Extract provided:
The old content is suppose to become obosolete. It hurts new players. But the core gamer have grinded the old content so much and want to move on.
The answer is quite simple in theory, hard in appliication.
It starts with choosing your maxium power tier(DPS, HPS, CC ability, and similar) and never ever raising that bar.
To aid this you're also going to go with a skill based system, Then severly limit how many skills you can use in the battle(IE weapon requirements, energy requirements, magi focus requirements, time, and investment requirements) the goal being that a person only brings around 5-6 skills and a few dozen abilities that they can use at any one time. Of course the sole reason for being skill based isn't to be hip and trend, it's so that people can keep leveling if they choose to(even if they can't use everything at the same time), and to make it so when you decide to expand your game you just expand utility(add new skills) and the number of ways to do things.
edit: you also can not screw yourself over in the two ways that EvE did: with passive skills that have no requirements for their bonuses, and with 15 some layers of skill requirements(keep it at 2 or 3).
I find it amazing that by 2020 first world countries will be competing to get immigrants.
This makes sense if the only person you care about is yourself. As games get older they need newbies a whole lot more than they need 'core' gamers. Killing content with each new patch doesn't affect the core gamer much but it discourages new players from trying the game and limits the content that they can perform. The game basically has the same content as it did at launch for them, it just takes longer to get there. The older the game will get the more 'core'' gamers it will hemmorage(sp?) and the new gamers have been discouraged from playing which is a net disadvantage for both the company and the community.

Excerpts from a point labeling dataset:

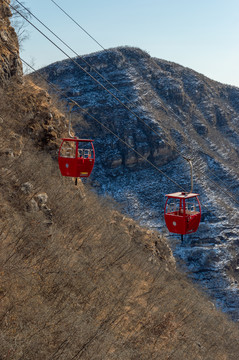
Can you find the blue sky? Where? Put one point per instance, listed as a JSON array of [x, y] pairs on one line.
[[202, 35]]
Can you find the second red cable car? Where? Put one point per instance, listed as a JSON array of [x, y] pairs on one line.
[[76, 157]]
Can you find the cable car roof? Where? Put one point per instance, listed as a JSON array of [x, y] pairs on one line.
[[76, 139], [181, 195]]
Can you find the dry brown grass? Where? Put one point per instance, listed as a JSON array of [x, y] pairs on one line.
[[81, 281]]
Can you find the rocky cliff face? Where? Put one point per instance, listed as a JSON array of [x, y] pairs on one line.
[[10, 64], [192, 114]]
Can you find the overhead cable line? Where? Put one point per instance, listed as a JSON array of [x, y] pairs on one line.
[[98, 73], [81, 27], [110, 94], [105, 127], [170, 110]]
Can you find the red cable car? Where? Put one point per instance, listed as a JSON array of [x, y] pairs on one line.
[[182, 211], [76, 157]]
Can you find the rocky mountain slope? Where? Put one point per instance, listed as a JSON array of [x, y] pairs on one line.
[[10, 65], [193, 116], [79, 280]]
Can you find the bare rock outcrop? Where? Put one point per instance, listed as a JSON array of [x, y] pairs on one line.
[[10, 63]]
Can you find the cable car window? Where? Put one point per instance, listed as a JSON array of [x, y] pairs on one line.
[[68, 149], [192, 206], [173, 206]]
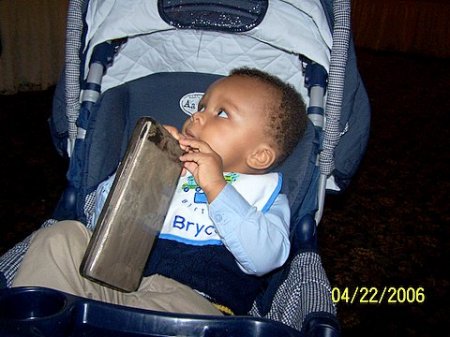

Required work:
Write the next part of the discussion about keeping old game content useful for new players.

Answer to the problem:
Well the actual game mechanic causing that isn't "killing content", but rather the gap between beginning and endgame for a new player, and any motivating factors for veterans to return to the content in the middle of the gap (ideally with some form of COH-like Exemplar system so gameplay isn't utterly ruined by the presence of an overpowered character.)
I dunno, WOW has done alright. If you're a new player, 1-57 is faster than ever, getting you to the more interesting 58-80 expansion quests.
It would be reasonable to suggest WOW re-uses some of the old dungeons as new max-level content (as they've done with Onyxia). Especially at the start of a new expansion, where new dungeons are outnumbered by the old ones.
It would also be reasonable to implement an Exemplar system (like COH) where a level 80 can join up with the level 40 char doing a level 40 dungeon. While there, the level 80 character will have his damage/stats nerfed to level 40 levels (so the gameplay of the dungeon isn't utterly ruined.) The reason for the level 80 char to do this is to earn tokens from each boss that go towards a unique set of loot (just like many of the other token systems in WOW; perhaps it even yields the same type of tokens.)
But overall I don't see "content killing" significantly hurting a game.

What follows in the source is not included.